Texte source >>
Mais le soir avançait et l’expédition n’arrivait pas… À l’heure du dîner, un appel de la directrice de Marahoué lui apprend qu’il y avait eu un accident sur la route et la prie de partir avec une autre numéraire du centre vers N’douci pour aller à l’hôpital qui venait d’accueillir les blessées. C’est déjà en voiture, pendant qu’elles priaient, qu’elles ont appris par un nouvel appel téléphonique que Teresa était décédée.

Elle a passé la nuit entre l’hôpital, avec les blessées, et la morgue de Tiassalé, où le corps de Teresa avait été déposé.

Elle souligne la sérénité des blessées et le dévouement des autorités locales et espagnoles qui ont facilité les démarches pour pouvoir transférer le corps à Abidjan le lendemain : tout a été réglé en une nuit, et une nuit entre un samedi et un dimanche.

Des agents de la gendarmerie sont venus le dimanche matin pour prendre la déclaration des blessées. Toutes ont tenu à souligner le comportement admirable du chauffeur, qui les avait aidées à sortir du car et qui était très affecté en les voyant blessées.

Le médecin de l’hôpital a donné l’autorisation pour qu’elles puissent faire le voyage jusqu’à Abidjan. L’expédition, composée de trois voitures et deux ambulances, l’une de l’Hôpital Saint Jean-Baptiste de Bodo, l’autre du Centre Médico-Social de Yamoussoukro, était accompagné par le Directeur Départemental de la Santé.

Extraits de données >>
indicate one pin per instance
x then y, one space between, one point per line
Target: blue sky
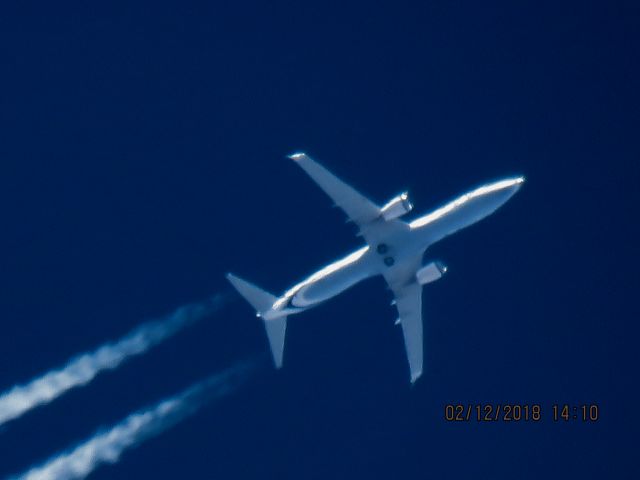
144 156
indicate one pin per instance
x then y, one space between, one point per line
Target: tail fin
263 302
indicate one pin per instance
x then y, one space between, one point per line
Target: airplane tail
263 303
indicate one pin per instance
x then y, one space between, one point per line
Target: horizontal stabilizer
259 299
263 303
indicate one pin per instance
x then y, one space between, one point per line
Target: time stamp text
514 412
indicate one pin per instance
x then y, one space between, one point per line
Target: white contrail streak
83 368
107 445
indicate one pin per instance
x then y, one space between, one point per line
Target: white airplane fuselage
414 240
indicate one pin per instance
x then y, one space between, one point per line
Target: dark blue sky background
142 156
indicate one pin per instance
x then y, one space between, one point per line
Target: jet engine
397 207
430 273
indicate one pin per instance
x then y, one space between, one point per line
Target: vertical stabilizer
263 303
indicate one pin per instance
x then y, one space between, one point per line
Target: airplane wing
362 211
408 301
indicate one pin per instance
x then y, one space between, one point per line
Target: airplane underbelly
331 285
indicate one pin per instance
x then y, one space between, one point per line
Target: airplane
394 249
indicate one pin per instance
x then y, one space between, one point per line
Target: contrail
106 446
83 368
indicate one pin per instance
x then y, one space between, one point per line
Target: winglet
296 157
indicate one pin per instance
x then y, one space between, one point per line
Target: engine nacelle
431 272
397 207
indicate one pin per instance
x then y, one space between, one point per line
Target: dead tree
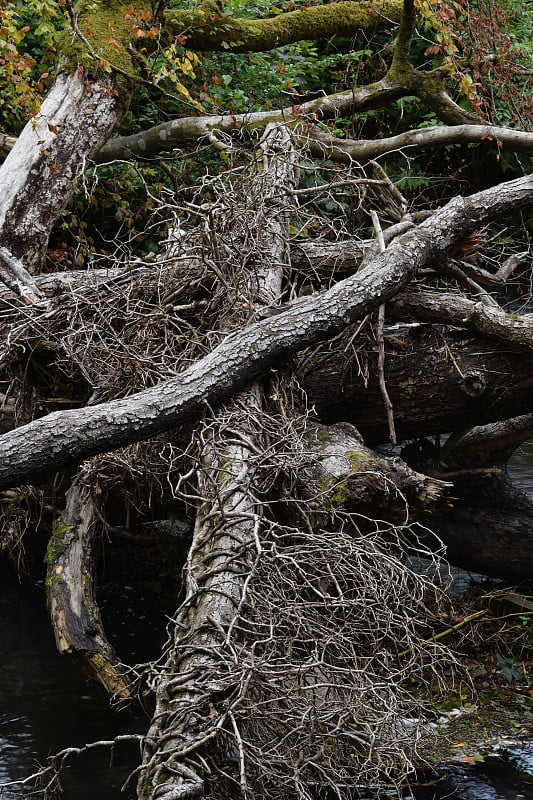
242 375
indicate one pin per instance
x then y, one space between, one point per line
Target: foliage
486 47
29 30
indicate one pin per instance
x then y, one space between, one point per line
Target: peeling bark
66 437
346 474
69 585
40 173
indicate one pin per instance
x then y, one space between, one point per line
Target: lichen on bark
208 29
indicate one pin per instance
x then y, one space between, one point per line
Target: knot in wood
473 383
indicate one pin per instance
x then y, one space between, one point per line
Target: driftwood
70 591
344 474
227 518
65 437
440 380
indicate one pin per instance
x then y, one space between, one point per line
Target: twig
381 342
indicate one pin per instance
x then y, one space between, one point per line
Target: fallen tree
247 373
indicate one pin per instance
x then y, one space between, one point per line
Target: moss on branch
103 35
207 28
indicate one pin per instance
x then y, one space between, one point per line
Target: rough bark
65 437
69 585
345 474
207 28
39 175
416 141
227 520
438 381
489 529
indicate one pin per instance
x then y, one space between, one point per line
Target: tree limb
207 28
65 437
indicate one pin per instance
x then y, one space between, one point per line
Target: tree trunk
39 175
227 519
65 437
69 587
489 530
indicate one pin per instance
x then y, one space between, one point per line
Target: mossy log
70 591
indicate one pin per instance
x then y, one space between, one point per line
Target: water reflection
45 704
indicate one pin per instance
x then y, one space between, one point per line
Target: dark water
46 705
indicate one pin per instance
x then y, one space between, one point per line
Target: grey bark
65 437
70 592
227 519
38 177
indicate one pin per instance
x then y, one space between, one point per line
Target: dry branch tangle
66 437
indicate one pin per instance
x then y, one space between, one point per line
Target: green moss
335 491
102 23
209 31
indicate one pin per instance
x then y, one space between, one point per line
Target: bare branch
64 437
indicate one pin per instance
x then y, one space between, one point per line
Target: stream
46 705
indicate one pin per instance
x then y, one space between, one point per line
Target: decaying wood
226 523
489 529
345 474
40 173
440 380
65 437
70 590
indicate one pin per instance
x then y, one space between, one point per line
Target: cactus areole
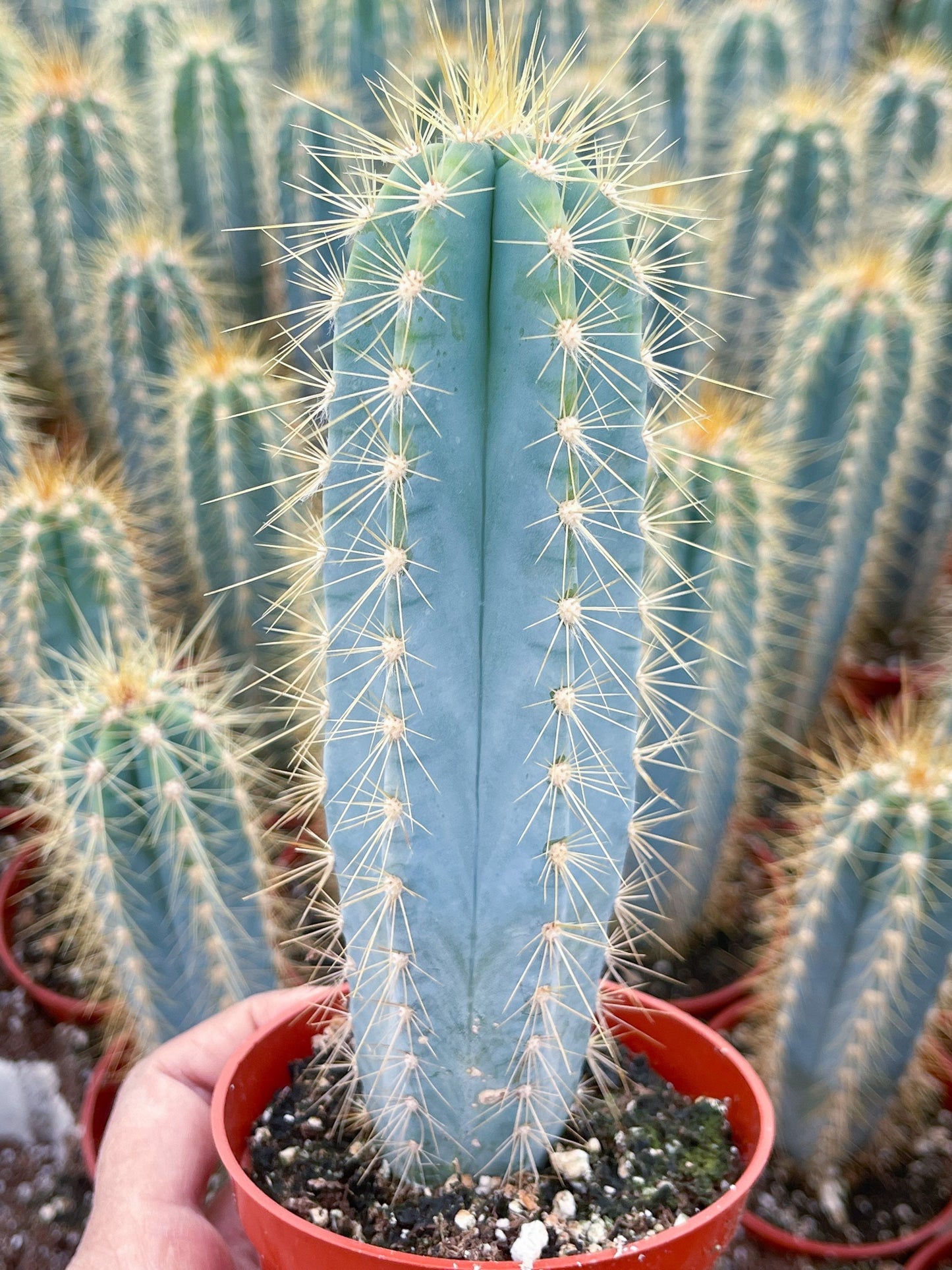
482 596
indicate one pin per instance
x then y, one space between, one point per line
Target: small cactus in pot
861 971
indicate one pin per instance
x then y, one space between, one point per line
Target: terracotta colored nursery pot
772 1236
686 1052
99 1099
934 1255
67 1010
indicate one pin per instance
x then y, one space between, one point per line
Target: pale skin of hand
149 1211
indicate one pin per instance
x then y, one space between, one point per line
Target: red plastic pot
783 1241
934 1255
67 1010
687 1053
99 1097
865 685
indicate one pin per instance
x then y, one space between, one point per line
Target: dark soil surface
650 1160
43 1207
898 1197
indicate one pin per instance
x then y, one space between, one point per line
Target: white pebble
530 1244
573 1165
564 1205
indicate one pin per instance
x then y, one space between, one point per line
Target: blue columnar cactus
277 28
17 404
744 53
360 42
866 953
838 386
71 175
69 573
905 122
153 303
227 427
482 563
790 198
155 838
669 258
841 32
712 487
215 158
657 69
310 156
141 32
927 19
916 521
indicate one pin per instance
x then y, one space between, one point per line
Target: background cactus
153 303
905 122
310 156
155 840
669 260
789 198
491 283
865 956
140 32
71 175
657 69
17 405
744 52
838 385
913 526
216 165
712 476
841 32
69 573
927 19
227 428
362 42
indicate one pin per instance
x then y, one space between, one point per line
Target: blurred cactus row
729 224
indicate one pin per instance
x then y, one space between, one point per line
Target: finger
159 1142
223 1213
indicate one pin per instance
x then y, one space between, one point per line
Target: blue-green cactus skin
72 177
475 564
160 841
216 160
657 70
865 956
927 19
841 32
745 53
914 523
229 426
789 200
153 304
705 507
310 183
361 42
69 574
905 123
142 31
839 384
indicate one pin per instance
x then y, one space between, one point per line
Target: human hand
149 1209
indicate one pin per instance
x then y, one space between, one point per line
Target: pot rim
776 1237
329 998
75 1010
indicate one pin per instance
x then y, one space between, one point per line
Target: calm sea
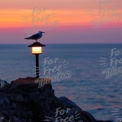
88 74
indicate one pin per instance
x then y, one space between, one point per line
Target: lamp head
41 32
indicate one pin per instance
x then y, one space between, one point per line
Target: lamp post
36 50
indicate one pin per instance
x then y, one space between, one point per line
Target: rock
23 101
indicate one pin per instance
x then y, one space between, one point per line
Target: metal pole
37 65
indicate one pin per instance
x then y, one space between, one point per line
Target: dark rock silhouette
23 101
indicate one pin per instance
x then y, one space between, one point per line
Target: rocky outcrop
23 101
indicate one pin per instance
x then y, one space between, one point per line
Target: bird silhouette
36 36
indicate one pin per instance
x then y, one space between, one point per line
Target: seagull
36 36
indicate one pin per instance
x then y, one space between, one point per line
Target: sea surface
88 74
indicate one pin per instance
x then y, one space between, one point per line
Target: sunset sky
64 21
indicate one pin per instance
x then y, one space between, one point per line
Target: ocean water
88 74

Exercice A >> Extrayez du récit de l'accident le passage qui commence à « Elle a passé » et se termine à « les voyant blessées. ».
Exercice B >> Prolongez le récit de l'accident à partir de l'endroit où il s'arrête.

Résultat A >>
Elle a passé la nuit entre l’hôpital, avec les blessées, et la morgue de Tiassalé, où le corps de Teresa avait été déposé.

Elle souligne la sérénité des blessées et le dévouement des autorités locales et espagnoles qui ont facilité les démarches pour pouvoir transférer le corps à Abidjan le lendemain : tout a été réglé en une nuit, et une nuit entre un samedi et un dimanche.

Des agents de la gendarmerie sont venus le dimanche matin pour prendre la déclaration des blessées. Toutes ont tenu à souligner le comportement admirable du chauffeur, qui les avait aidées à sortir du car et qui était très affecté en les voyant blessées.

Résultat B >>
Les blessées étaient attendues à la clinique Farah, de Marcory pour être examinées. L’abbé Sanchez et l’abbé Pujol sont venus pour leur donner la Communion et pour s’intéresser à leur état de santé. Les jeunes filles étaient très reconnaissantes. Après les examens, trois d’entre elles sont restées hospitalisées pour des examens complémentaires ; la docteur Segla et deux autres dames sont restées avec elles ; les autres sont allées à Marahoué où elles ont rejoint le groupe qui avait voyagé dans le car qui n’a pas fait d’accident.

Tout cela dit,la docteur montre à quel point l’Œuvre est une famille. Le dévouement des directrices (celles qui étaient sur place et celles qui collaboraient depuis « l’arrière-garde ») était évident ; il fallait s’occuper de beaucoup de choses : la communication avec les familles, le déplacement des blessées, les démarches administratives, avec les difficultés de la présence de deux langues et la distance entre Abidjan et Yamoussoukro… Et tout vécu avec simplicité, discrétion, efficacité, en gardant toujours le sourire et en transmettant un climat de paix.

Les détails que les jeunes filles racontaient de ces dernières heures qu’elles avaient passées avec Teresa montraient sa simplicité, sa piété, son désir de rendre la vie agréable aux autres, sa joie permanente. De l’avis de Dr Segla, la sérénité des jeunes filles était aussi un reflet de la sainteté simple de Teresa, « la sainteté du saint de la porte d’à côté », comme dit le Pape.

Un autre point qu’elle souligne est le voyage éclair (à peine douze heures) des deux directrices du collège qui sont venues pour soutenir leurs élèves et leur tenir compagnie.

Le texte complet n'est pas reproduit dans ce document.